[List of tasks]
(1) Translate this sentence from the remarriage article into Spanish: "Way too often marriages break up affecting Christians and unbelievers alike."
(2) Write out the remarriage article between "Olu Jegede Devotional, Relationships" and "from His intent.", inclusive, switching "heartbreaking" to "painful".

[Extract]
After divorce, can I remarry? (part 2)

Olu Jegede Devotional, Relationships

So divorce has happened, what do you do?

This is a second part to my article on Divorce and Remarriage. What is God’s view on remarriage once a divorce has occurred?

First off, if you have experienced divorce I sympathize with you. Way too often marriages break up affecting Christians and unbelievers alike. As a follower of Christ it is especially heartbreaking because you know this is a departure from His intent.

The pain of divorce is multi-layered, cutting through the many facets of ones life (social, emotional, and even spiritual to name a few). When divorce occurs, friends change or are lost, it seems like people we had counted on find it awkward to be around us. On an emotional level, the pain is unbearable (so I have been told). This pain is akin to losing a loved one, except it’s more extensive because of the long onset of the culminating circumstances that led to the divorce. Hence, divorce is like losing a loved one very slowly, for several years even, and when it finally occurs, though they are dead to us, they are still very much alive. Possibly still inflicting pain on your soul with every unpleasant encounter, like a band aid can so flippantly rip off the scab on a healing wound.

Here we have come to the place, where a divorcee wants to remarry. And so like the disciples they not only ask the question if it’s ok to divorce, they also want to know about remarriage. Jesus gives some thoughts on this as well.

Essentially there are two definitive statements about divorce and remarriage that Jesus made in scripture, found in Matthew and Mark, and they seem to be contradictory. Let’s take a look:

Matthew 19:8-9
Jesus replied, “Moses permitted you to divorce your wives because your hearts were hard. But it was not this way from the beginning. I tell you that anyone who divorces his wife, except for sexual immorality, and marries another woman commits adultery.”

Mark 10:11-12
He answered, “Anyone who divorces his wife and marries another woman commits adultery against her. And if she divorces her husband and marries another man, she commits adultery.”

[Entries for labeling object positions]
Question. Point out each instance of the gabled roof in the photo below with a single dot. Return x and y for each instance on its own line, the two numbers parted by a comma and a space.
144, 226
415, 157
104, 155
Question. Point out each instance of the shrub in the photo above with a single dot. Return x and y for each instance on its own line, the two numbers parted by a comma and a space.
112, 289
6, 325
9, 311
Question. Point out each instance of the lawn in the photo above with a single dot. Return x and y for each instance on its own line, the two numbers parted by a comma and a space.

[Answers per task]
(1) Con demasiada frecuencia los matrimonios se rompen, afectando por igual a cristianos y a no creyentes.

(2)
Olu Jegede Devotional, Relationships

So divorce has happened, what do you do?

This is a second part to my article on Divorce and Remarriage. What is God’s view on remarriage once a divorce has occurred?

First off, if you have experienced divorce I sympathize with you. Way too often marriages break up affecting Christians and unbelievers alike. As a follower of Christ it is especially painful because you know this is a departure from His intent.